## Work request
Please state the number of lines in the material below that contain "instance", with no other words.

====================

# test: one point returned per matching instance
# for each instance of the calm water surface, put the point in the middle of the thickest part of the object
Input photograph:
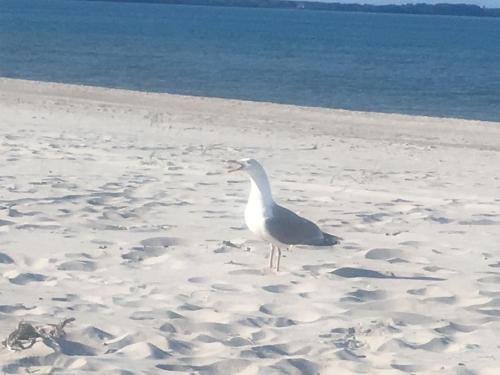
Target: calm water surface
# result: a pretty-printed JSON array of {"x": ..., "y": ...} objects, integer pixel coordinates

====================

## Response area
2